## [WORK TO BE COMPLETED]
Which lines below contain the string "positive"? Copy each of those lines in full.

══ SOURCE DATA

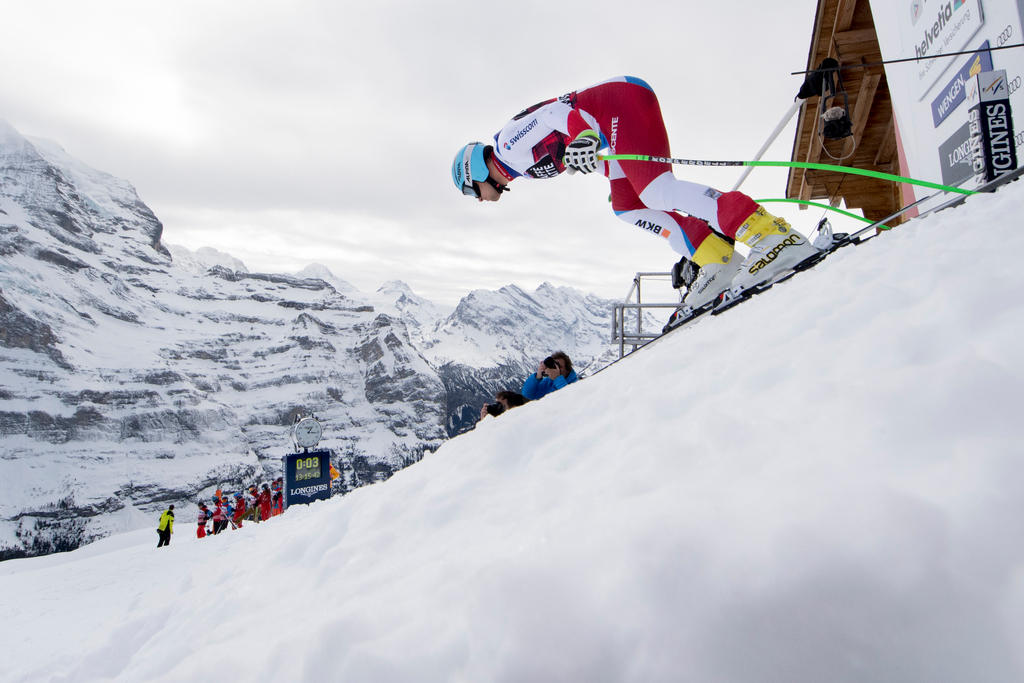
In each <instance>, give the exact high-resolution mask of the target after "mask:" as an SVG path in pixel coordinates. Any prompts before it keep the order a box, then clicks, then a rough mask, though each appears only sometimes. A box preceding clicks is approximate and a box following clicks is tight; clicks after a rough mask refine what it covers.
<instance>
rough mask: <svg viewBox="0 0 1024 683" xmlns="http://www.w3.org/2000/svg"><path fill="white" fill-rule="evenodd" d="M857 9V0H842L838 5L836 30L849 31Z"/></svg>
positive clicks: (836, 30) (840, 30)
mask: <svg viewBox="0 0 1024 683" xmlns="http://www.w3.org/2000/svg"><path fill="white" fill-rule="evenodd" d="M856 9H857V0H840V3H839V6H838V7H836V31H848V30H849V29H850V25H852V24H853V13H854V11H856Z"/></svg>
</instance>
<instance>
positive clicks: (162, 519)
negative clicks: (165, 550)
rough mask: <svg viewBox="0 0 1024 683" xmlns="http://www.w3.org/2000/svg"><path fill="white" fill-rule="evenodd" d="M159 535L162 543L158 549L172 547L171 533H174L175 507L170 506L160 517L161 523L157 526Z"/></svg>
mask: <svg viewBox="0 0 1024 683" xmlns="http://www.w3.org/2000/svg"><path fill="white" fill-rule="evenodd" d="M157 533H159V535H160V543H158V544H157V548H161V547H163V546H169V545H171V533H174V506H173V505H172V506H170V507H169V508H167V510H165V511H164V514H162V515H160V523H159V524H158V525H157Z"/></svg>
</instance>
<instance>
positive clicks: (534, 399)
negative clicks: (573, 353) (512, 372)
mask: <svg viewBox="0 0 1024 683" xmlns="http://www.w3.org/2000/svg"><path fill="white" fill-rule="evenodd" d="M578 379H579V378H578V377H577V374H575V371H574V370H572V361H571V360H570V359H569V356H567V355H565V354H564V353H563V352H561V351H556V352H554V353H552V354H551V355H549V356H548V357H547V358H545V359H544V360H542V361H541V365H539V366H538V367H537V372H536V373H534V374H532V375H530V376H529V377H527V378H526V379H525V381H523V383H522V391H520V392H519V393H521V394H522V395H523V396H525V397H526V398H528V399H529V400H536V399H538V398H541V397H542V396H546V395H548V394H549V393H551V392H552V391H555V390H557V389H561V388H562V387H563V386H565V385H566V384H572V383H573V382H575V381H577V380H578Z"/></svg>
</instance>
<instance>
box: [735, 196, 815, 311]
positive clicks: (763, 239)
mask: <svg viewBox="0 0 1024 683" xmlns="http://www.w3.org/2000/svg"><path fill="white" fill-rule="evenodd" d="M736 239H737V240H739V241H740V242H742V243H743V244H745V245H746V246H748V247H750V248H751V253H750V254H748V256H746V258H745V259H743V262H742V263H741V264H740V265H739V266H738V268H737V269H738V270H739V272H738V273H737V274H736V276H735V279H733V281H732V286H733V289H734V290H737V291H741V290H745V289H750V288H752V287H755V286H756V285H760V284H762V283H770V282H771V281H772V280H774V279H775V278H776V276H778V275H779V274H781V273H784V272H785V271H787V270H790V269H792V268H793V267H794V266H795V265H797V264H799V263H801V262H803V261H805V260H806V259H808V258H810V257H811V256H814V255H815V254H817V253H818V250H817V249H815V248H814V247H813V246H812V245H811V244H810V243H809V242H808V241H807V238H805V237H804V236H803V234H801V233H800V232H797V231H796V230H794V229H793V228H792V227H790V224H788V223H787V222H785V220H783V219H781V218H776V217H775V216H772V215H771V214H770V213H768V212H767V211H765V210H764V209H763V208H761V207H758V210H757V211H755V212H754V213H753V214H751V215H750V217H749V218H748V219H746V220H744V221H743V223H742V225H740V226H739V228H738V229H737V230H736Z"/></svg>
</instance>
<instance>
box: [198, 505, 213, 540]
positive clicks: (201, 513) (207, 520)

════

## [TASK SOLUTION]
positive clicks: (836, 30) (840, 30)
positive clicks: (162, 519)
positive clicks: (534, 399)
positive clicks: (763, 239)
positive clicks: (201, 513) (207, 520)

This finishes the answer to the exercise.